Output the material beneath this task exactly, images excluded.

-- BEGIN --

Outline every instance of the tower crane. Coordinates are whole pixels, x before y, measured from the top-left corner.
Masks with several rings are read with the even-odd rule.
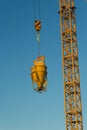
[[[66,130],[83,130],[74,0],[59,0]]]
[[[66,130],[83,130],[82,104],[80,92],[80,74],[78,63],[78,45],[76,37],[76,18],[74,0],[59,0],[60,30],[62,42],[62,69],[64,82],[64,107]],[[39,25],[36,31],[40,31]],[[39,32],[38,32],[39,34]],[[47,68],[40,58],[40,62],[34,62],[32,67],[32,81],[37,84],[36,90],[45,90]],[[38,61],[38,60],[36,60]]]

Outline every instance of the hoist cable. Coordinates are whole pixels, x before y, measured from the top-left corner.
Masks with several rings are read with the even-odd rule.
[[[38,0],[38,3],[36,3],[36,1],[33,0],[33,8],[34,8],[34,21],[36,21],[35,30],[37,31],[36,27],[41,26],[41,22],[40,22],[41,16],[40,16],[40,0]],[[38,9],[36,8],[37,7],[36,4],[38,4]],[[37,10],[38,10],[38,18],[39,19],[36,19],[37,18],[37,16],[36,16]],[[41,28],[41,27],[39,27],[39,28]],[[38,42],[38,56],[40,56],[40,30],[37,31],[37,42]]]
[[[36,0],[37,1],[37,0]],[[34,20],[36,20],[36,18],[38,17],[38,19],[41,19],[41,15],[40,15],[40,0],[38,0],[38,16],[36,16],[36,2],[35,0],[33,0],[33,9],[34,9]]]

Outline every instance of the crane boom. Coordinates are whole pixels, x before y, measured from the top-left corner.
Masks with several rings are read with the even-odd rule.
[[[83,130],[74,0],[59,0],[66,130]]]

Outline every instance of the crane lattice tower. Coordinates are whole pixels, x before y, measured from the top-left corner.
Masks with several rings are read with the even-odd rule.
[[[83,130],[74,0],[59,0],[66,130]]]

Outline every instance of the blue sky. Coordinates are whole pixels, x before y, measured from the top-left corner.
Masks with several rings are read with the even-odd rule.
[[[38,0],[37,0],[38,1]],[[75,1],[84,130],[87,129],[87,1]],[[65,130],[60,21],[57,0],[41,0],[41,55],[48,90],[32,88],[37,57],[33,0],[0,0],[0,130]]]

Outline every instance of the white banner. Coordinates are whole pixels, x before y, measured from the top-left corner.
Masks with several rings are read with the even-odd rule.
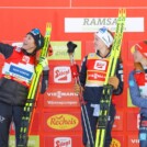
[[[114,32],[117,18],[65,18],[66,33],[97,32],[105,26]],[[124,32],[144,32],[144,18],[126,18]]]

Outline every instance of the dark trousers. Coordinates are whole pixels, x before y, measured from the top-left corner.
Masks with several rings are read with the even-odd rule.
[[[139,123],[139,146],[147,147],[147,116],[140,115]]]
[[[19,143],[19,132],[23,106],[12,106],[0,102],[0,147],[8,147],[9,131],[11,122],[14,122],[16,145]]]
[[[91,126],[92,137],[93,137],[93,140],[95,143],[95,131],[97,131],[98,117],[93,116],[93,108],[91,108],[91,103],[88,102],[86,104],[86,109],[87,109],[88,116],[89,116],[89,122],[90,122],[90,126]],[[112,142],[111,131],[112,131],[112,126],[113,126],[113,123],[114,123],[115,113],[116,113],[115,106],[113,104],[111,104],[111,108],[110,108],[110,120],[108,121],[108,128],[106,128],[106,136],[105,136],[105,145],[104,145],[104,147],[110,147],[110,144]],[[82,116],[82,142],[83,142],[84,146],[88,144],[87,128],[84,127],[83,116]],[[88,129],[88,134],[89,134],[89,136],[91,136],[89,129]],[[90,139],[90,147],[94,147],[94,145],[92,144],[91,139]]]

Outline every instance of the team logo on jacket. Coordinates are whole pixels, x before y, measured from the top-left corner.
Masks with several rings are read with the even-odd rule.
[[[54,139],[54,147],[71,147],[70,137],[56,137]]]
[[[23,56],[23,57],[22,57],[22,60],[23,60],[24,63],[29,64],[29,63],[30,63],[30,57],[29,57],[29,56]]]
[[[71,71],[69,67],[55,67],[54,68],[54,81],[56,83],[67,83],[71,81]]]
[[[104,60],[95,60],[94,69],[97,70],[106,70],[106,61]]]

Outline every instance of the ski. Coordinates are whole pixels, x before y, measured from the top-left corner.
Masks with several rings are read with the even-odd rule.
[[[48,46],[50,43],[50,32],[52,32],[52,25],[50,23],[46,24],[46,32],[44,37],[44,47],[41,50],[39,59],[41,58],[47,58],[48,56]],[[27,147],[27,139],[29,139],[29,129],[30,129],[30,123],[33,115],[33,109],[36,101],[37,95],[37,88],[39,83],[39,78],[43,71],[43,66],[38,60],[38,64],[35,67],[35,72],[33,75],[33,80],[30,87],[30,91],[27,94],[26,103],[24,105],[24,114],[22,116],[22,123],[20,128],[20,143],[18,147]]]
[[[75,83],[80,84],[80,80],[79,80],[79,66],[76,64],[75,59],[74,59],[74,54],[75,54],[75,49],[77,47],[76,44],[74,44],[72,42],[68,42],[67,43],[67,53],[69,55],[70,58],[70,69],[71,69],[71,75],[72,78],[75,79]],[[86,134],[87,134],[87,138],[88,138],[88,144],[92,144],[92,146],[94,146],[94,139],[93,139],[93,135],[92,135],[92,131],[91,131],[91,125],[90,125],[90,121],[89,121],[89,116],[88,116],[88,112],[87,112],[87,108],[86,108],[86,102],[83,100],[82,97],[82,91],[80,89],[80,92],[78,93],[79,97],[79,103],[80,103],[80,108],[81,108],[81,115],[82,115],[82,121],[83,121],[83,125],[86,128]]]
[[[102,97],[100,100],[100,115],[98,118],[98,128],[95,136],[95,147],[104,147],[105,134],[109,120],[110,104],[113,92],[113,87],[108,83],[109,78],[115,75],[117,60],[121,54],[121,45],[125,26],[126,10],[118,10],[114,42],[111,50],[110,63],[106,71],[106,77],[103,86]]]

-- END --

- EXERCISE RESULT:
Outline every instance of the tower crane. Coordinates are whole pixels, x before y, measured from the top-left corner.
Masks with several rings are read with the even-odd rule.
[[[66,130],[83,130],[74,0],[59,0]]]
[[[66,130],[83,130],[82,104],[80,92],[80,74],[78,63],[78,45],[76,37],[76,18],[74,0],[59,0],[60,30],[62,42],[62,69],[64,82],[64,107]],[[39,25],[36,31],[40,31]],[[39,32],[38,32],[39,34]],[[47,68],[40,58],[40,62],[34,62],[32,67],[32,81],[37,84],[36,90],[45,90]],[[38,61],[38,60],[36,60]]]

Outline every instance of the hoist cable. Coordinates are whole pixels, x before y, measured from the top-left corner.
Masks with several rings are read with the even-odd rule.
[[[38,0],[38,3],[36,3],[36,1],[33,0],[33,8],[34,8],[34,21],[36,21],[35,30],[37,31],[36,27],[41,26],[41,22],[40,22],[41,16],[40,16],[40,0]],[[38,9],[36,8],[37,7],[36,4],[38,4]],[[37,10],[38,10],[38,18],[39,19],[36,19],[37,18],[37,16],[36,16]],[[41,28],[41,27],[39,27],[39,28]],[[38,42],[38,56],[40,56],[40,30],[37,31],[37,42]]]
[[[36,0],[37,1],[37,0]],[[34,20],[36,20],[36,18],[38,17],[38,19],[41,19],[41,15],[40,15],[40,0],[38,0],[38,16],[36,16],[36,2],[35,0],[33,0],[33,9],[34,9]]]

Outline every instance of the crane boom. Coordinates are whole pixels, x before y, measured from the top-left corner.
Masks with several rings are read with the even-odd rule.
[[[83,130],[74,0],[59,0],[66,130]]]

Outline every instance of the crane lattice tower. Coordinates are whole pixels, x before y, measured from the top-left corner.
Masks with several rings are read with the even-odd rule.
[[[83,130],[74,0],[59,0],[66,130]]]

Outline every instance of the blue sky. Coordinates are whole pixels, x before y, measured from the top-left corner.
Masks with several rings are read with the even-odd rule.
[[[38,0],[37,0],[38,1]],[[75,1],[84,130],[87,129],[87,1]],[[65,130],[60,21],[57,0],[41,0],[41,55],[48,90],[32,88],[37,57],[33,0],[0,0],[0,130]]]

Outline every instance of the white banner. Coordinates are whole pixels, x before y, measured from the top-left corner.
Masks with several rings are read with the even-odd rule.
[[[114,32],[117,18],[65,18],[66,33],[97,32],[105,26]],[[124,32],[144,32],[144,18],[126,18]]]

Outline every instance of the dark trousers. Coordinates are whole pixels, x before y, measured from the top-left corner.
Masks with several rings are read with the even-odd rule.
[[[139,123],[139,146],[147,147],[147,116],[140,115]]]
[[[19,143],[19,132],[23,106],[12,106],[0,102],[0,147],[8,147],[9,131],[11,122],[14,122],[16,145]]]
[[[91,126],[92,137],[93,137],[93,140],[95,143],[95,131],[97,131],[98,117],[93,116],[93,108],[91,108],[91,103],[88,102],[86,104],[86,109],[87,109],[88,116],[89,116],[89,122],[90,122],[90,126]],[[112,142],[111,131],[112,131],[112,126],[113,126],[113,123],[114,123],[115,113],[116,113],[115,106],[113,104],[111,104],[111,108],[110,108],[110,120],[108,121],[108,128],[106,128],[106,136],[105,136],[105,145],[104,145],[104,147],[110,147],[110,144]],[[82,116],[82,142],[83,142],[84,146],[88,144],[87,128],[84,127],[83,116]],[[88,129],[88,134],[89,134],[89,136],[91,136],[89,129]],[[90,139],[90,147],[94,147],[94,145],[92,144],[91,139]]]

Outline every instance of the team logo on jacket. Coordinates are whole pixels, x before y, measured from the top-left corner.
Masks with several rings are read with the even-odd rule.
[[[54,139],[54,147],[71,147],[70,137],[56,137]]]
[[[23,56],[23,57],[22,57],[22,60],[23,60],[24,63],[29,64],[29,63],[30,63],[30,57],[29,57],[29,56]]]
[[[71,71],[69,67],[55,67],[54,68],[54,81],[56,83],[67,83],[71,81]]]
[[[104,60],[95,60],[94,69],[97,70],[106,70],[106,61]]]

Outline every instance of the ski. Coordinates are whole pixels, x before y, measured from the top-left corner.
Masks with several rings are read with the even-odd rule.
[[[48,46],[50,43],[50,32],[52,32],[52,25],[50,23],[46,24],[46,32],[44,37],[44,47],[41,50],[39,59],[41,58],[47,58],[48,56]],[[27,147],[27,139],[29,139],[29,129],[30,129],[30,123],[33,115],[33,109],[36,101],[37,95],[37,88],[39,83],[39,78],[43,71],[43,66],[38,60],[38,64],[35,67],[35,72],[33,75],[33,80],[30,87],[30,91],[27,94],[26,103],[24,105],[24,114],[22,116],[22,123],[20,128],[20,143],[18,147]]]
[[[75,83],[80,84],[80,80],[79,80],[79,66],[76,64],[75,59],[74,59],[74,54],[75,54],[75,49],[77,47],[76,44],[74,44],[72,42],[68,42],[67,43],[67,53],[69,55],[70,58],[70,69],[71,69],[71,75],[72,78],[75,79]],[[86,134],[87,134],[87,138],[88,138],[88,144],[92,144],[92,146],[94,146],[94,139],[93,139],[93,135],[92,135],[92,131],[91,131],[91,125],[90,125],[90,121],[89,121],[89,116],[88,116],[88,112],[87,112],[87,108],[86,108],[86,102],[83,100],[82,97],[82,91],[80,89],[80,92],[78,93],[79,97],[79,103],[80,103],[80,108],[81,108],[81,115],[82,115],[82,121],[83,121],[83,125],[86,128]]]
[[[102,97],[100,100],[100,115],[98,118],[98,128],[95,136],[95,147],[104,147],[105,134],[109,120],[110,104],[113,92],[113,87],[108,83],[109,78],[115,75],[117,60],[121,54],[121,45],[125,26],[126,10],[118,10],[114,42],[111,50],[110,63],[106,71],[106,77],[103,86]]]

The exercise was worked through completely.